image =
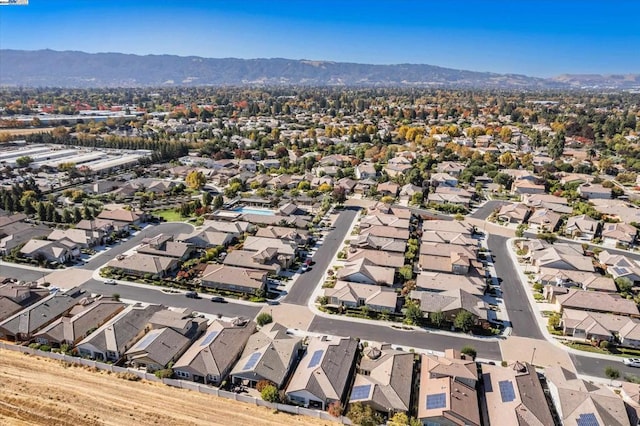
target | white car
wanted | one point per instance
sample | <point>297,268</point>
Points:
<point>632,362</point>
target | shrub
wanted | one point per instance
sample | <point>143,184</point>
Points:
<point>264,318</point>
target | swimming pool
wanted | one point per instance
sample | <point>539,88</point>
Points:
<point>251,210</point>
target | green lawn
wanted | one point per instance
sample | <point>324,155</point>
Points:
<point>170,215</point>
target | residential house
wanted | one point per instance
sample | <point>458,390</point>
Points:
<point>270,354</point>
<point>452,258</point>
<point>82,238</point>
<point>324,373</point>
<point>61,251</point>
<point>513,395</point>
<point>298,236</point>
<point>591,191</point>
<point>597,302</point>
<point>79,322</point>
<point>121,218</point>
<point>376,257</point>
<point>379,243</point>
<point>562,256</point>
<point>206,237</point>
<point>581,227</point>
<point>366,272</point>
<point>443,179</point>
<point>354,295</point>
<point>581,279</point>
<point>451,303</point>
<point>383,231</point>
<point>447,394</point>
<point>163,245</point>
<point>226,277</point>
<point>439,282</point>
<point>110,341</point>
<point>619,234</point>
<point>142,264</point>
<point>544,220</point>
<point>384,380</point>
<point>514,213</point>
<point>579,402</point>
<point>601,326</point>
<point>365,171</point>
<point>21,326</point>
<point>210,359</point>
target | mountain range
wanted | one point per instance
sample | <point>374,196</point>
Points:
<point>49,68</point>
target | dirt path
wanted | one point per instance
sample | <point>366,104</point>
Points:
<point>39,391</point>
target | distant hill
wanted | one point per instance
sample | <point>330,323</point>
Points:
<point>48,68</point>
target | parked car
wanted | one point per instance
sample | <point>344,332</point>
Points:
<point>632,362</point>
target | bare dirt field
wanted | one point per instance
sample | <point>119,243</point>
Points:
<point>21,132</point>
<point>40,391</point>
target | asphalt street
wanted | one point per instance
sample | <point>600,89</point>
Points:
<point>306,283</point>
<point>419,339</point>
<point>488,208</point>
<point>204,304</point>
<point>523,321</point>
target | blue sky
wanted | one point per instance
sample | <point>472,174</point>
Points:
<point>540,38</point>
---
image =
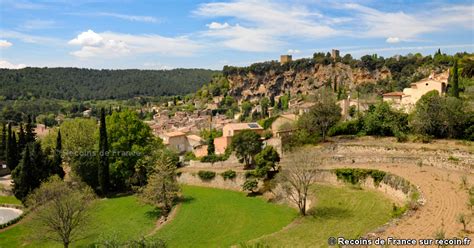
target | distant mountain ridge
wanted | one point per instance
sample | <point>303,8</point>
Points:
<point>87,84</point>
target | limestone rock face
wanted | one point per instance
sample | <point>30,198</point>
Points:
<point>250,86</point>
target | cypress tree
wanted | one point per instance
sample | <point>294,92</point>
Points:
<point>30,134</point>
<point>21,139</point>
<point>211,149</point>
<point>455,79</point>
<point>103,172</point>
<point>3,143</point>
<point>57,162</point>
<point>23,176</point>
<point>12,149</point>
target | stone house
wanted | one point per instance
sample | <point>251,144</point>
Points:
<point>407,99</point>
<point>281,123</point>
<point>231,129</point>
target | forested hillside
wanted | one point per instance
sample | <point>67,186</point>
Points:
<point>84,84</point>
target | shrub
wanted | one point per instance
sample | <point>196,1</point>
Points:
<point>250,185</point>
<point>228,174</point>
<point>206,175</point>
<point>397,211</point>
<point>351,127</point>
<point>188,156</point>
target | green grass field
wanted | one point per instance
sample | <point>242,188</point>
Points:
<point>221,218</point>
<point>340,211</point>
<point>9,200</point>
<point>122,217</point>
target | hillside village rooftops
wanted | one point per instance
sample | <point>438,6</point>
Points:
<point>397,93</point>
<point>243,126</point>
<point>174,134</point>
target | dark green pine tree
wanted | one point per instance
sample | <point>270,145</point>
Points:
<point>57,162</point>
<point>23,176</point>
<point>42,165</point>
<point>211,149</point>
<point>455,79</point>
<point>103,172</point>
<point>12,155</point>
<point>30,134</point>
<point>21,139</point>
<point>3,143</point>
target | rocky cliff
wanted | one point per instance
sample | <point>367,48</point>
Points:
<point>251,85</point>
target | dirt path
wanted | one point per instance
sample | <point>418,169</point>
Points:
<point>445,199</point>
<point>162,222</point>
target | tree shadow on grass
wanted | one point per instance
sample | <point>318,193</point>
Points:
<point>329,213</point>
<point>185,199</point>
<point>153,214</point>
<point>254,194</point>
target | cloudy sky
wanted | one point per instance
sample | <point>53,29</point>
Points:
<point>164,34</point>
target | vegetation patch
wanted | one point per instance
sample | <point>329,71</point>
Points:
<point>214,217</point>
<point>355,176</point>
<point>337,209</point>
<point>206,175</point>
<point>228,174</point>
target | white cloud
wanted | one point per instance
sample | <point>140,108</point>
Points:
---
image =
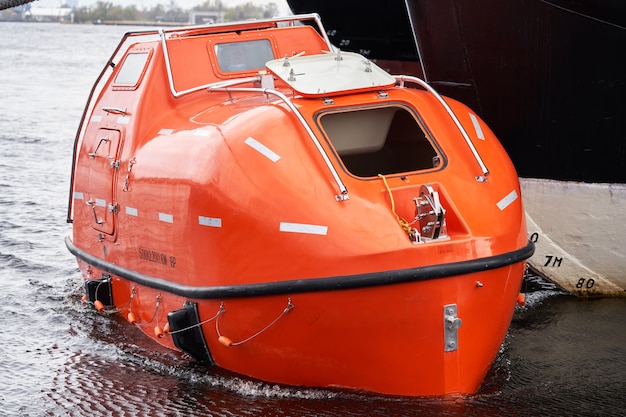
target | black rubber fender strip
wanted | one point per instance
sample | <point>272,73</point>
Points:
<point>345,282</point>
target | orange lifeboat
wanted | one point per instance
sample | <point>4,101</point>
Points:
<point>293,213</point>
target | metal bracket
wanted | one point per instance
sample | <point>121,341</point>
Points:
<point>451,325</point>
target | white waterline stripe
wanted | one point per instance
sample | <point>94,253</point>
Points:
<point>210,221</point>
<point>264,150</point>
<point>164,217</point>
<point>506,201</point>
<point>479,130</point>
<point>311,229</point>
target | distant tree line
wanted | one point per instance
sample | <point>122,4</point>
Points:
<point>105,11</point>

### What the task asks
For this exercise, output exactly the lines above from the line with "sample | <point>438,6</point>" to the line with "sample | <point>318,193</point>", counting both, and leave out the rest.

### Solution
sample | <point>438,6</point>
Points:
<point>397,93</point>
<point>243,126</point>
<point>174,134</point>
target | dark green pine tree
wanted | one point per instance
sample | <point>270,145</point>
Points:
<point>57,162</point>
<point>23,176</point>
<point>42,165</point>
<point>211,149</point>
<point>455,79</point>
<point>103,172</point>
<point>12,155</point>
<point>30,134</point>
<point>21,139</point>
<point>3,143</point>
target | rocky cliff
wanted | one point per instance
sample | <point>367,48</point>
Points:
<point>251,85</point>
target | dirt path
wanted | one point per instance
sample | <point>418,169</point>
Points:
<point>445,199</point>
<point>162,222</point>
target | tree shadow on grass
wanted | one point per instance
sample | <point>318,193</point>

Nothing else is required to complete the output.